BEGIN PROVIDED RECORDS
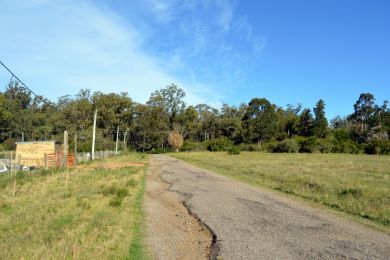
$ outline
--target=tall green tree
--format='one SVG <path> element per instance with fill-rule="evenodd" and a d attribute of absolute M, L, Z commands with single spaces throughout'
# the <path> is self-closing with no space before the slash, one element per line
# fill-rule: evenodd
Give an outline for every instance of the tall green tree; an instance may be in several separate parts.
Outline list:
<path fill-rule="evenodd" d="M 250 142 L 271 140 L 278 135 L 277 107 L 265 98 L 252 99 L 243 117 L 246 139 Z"/>
<path fill-rule="evenodd" d="M 325 138 L 328 134 L 328 119 L 325 117 L 325 102 L 320 99 L 314 111 L 313 133 L 315 136 Z"/>
<path fill-rule="evenodd" d="M 305 108 L 299 115 L 299 121 L 297 124 L 298 134 L 300 136 L 309 137 L 313 135 L 314 118 L 311 114 L 310 108 Z"/>
<path fill-rule="evenodd" d="M 163 89 L 153 92 L 147 104 L 163 108 L 169 116 L 169 122 L 172 128 L 173 124 L 176 123 L 177 115 L 182 113 L 185 109 L 185 96 L 186 93 L 172 83 Z"/>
END PROVIDED RECORDS
Rescale the listing above by writing out all its lines again, requests included, with every coordinate in the outline paths multiplied by 2.15 and rounded to a whole number (halves round up). Leave the pictures out.

$ outline
--target=tall green tree
--format='one SVG <path> element per instance with fill-rule="evenodd" and a d attribute of absolute M, L, Z commands with single spaces throughout'
# the <path> is self-closing with no space before the slash, one element per line
# fill-rule: evenodd
Give an outline for every instance of the tall green tree; an instance may be in several separate parts.
Outline list:
<path fill-rule="evenodd" d="M 538 305 L 583 301 L 598 290 L 596 230 L 570 211 L 542 213 L 522 252 L 529 299 Z"/>
<path fill-rule="evenodd" d="M 699 297 L 705 288 L 705 256 L 699 252 L 699 219 L 688 213 L 675 239 L 673 286 L 677 292 Z"/>
<path fill-rule="evenodd" d="M 656 232 L 643 247 L 643 260 L 639 267 L 641 288 L 645 292 L 664 295 L 673 290 L 675 254 L 669 245 L 667 232 Z"/>
<path fill-rule="evenodd" d="M 350 191 L 329 198 L 316 224 L 350 232 L 363 249 L 363 262 L 370 275 L 372 267 L 378 264 L 381 247 L 391 243 L 398 234 L 398 206 L 400 200 L 370 178 Z"/>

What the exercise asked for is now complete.